▸ **WHAT YOU WILL DO**
Transcribe the lines of the records starting with the one that has "Where can the green garland" in it and ending with the last, and transcribe nothing else.

▸ **Location identification entries**
-------
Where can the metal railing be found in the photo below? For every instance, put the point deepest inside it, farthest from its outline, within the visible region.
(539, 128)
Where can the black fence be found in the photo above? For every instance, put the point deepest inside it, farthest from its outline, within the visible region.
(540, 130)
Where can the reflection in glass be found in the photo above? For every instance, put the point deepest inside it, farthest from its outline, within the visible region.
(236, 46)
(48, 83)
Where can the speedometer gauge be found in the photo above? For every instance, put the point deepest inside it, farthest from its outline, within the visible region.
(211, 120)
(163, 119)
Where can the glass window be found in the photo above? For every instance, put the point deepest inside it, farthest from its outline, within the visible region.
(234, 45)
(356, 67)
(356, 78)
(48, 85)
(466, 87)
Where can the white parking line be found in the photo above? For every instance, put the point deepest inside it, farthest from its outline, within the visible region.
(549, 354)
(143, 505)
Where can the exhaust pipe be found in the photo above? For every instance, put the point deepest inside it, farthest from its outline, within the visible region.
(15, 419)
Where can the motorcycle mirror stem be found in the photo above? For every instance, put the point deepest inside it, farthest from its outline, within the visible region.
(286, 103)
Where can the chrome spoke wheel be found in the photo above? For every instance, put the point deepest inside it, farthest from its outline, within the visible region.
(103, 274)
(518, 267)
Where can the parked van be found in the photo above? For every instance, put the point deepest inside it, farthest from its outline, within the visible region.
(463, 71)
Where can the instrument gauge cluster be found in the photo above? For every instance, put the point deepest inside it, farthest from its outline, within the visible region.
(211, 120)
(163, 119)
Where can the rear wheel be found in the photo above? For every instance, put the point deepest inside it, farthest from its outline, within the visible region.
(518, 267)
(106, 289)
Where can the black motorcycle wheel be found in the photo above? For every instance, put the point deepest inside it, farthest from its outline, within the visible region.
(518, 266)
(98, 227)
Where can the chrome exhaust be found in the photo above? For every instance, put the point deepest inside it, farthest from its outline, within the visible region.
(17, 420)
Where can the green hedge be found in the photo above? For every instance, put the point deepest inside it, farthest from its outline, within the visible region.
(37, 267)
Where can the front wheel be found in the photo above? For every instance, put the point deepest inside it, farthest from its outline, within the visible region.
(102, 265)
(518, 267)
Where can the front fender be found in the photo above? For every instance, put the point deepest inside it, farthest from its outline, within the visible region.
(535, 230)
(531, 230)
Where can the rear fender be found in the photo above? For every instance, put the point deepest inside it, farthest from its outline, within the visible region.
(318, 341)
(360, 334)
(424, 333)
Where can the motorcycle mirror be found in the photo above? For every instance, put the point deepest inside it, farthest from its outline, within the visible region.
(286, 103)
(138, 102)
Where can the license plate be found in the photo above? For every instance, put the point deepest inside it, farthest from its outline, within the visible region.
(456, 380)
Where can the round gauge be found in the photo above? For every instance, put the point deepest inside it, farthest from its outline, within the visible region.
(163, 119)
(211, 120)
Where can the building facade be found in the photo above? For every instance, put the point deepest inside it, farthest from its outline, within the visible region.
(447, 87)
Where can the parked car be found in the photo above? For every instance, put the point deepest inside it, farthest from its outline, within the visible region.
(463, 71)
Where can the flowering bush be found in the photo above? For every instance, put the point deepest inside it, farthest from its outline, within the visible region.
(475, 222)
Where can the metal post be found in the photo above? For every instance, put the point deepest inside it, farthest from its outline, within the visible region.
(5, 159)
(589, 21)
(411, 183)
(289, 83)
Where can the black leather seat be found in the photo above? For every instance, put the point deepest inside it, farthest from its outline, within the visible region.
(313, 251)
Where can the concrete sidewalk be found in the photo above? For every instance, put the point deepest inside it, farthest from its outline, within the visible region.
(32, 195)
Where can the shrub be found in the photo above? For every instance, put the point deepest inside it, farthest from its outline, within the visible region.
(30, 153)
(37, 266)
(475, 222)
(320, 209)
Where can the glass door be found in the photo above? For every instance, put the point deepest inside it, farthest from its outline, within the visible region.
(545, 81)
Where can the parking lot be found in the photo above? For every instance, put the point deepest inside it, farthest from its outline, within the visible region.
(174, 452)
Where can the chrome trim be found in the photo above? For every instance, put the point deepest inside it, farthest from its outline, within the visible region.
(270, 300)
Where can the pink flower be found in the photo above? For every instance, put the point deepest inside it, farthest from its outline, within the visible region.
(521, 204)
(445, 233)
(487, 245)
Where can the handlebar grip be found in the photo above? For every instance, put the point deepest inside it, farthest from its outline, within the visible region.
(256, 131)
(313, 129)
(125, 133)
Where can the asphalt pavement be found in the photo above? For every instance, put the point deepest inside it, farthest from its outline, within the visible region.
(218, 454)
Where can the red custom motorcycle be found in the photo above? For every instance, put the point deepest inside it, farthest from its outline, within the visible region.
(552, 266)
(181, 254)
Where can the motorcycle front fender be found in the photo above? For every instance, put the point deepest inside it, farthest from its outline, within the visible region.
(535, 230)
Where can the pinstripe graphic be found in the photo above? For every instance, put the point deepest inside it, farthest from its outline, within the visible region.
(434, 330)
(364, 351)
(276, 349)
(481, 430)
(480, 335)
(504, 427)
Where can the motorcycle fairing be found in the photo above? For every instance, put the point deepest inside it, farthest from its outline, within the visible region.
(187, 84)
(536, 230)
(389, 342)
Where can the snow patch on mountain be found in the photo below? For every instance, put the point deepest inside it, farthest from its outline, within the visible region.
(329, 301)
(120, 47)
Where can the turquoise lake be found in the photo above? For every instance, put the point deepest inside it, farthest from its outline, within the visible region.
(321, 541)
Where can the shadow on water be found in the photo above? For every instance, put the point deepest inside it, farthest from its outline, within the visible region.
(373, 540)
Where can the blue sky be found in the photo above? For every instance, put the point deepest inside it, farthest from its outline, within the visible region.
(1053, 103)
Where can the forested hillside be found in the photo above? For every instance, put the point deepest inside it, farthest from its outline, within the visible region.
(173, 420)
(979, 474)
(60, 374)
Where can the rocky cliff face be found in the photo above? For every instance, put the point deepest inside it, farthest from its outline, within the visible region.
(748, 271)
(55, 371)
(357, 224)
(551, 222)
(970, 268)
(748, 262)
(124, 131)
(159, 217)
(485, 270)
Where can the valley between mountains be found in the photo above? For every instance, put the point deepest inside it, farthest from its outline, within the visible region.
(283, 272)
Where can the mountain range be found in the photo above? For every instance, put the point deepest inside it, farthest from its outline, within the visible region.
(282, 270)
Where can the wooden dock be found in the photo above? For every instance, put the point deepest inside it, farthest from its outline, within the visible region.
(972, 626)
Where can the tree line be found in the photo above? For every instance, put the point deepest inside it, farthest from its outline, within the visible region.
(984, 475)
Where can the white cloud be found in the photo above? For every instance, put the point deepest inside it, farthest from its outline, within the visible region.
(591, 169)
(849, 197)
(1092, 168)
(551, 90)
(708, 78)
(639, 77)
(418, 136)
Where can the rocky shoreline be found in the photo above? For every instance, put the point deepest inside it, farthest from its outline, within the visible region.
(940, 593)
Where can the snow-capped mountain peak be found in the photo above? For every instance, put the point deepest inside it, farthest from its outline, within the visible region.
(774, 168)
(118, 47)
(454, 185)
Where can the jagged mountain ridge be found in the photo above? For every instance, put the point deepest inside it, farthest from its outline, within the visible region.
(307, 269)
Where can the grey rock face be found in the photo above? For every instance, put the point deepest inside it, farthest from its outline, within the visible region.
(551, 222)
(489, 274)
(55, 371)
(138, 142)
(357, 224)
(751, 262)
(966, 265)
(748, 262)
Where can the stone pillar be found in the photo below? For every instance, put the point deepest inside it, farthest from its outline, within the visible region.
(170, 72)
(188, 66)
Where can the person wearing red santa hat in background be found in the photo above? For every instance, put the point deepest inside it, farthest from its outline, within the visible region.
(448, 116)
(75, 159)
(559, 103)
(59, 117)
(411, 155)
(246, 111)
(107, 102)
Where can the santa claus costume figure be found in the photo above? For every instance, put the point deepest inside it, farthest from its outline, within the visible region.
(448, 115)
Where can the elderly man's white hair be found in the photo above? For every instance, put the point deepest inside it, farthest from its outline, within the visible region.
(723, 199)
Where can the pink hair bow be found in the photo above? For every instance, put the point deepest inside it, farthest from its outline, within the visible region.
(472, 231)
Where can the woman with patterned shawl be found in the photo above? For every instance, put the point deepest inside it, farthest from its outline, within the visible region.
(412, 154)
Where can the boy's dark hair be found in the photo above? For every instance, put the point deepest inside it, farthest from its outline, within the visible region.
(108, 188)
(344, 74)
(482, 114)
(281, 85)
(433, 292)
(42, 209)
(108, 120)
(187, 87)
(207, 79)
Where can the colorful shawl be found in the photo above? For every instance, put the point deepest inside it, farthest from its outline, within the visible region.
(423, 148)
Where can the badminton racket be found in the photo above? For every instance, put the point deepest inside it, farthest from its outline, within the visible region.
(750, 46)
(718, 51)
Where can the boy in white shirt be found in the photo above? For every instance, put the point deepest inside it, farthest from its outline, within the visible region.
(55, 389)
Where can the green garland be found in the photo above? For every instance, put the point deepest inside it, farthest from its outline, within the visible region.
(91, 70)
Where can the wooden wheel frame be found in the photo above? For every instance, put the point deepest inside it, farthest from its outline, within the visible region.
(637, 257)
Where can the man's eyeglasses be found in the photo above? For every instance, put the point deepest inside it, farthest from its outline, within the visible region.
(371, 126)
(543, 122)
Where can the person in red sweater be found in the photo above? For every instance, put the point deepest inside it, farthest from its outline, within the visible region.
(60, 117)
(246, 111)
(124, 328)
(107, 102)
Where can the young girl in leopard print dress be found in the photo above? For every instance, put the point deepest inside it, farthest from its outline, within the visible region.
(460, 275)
-------
▸ **OUTPUT OF THE EXERCISE**
Where can the green garland be found in the photo above? For every instance, put the point deepest inside it, farthest from its outline, within the visible region.
(91, 70)
Where can the wooden wheel frame be found in the photo above? For every instance, put the point deepest inside it, farthest from its outline, within the visible region.
(637, 257)
Where can the man's eyeglasses be found in the photo above? For every instance, put the point deepest inside it, farthest from its outline, within the visible region.
(371, 126)
(543, 122)
Where can the person in red sweater be found in the photo above? For every instance, put the point deepest inside it, farthest from its outline, within the visible region.
(60, 117)
(246, 111)
(124, 328)
(107, 102)
Where can the young girl in leopard print dress be found in the photo above? For every instance, put the point deepest inside it, farthest from its outline, within the visible region.
(460, 275)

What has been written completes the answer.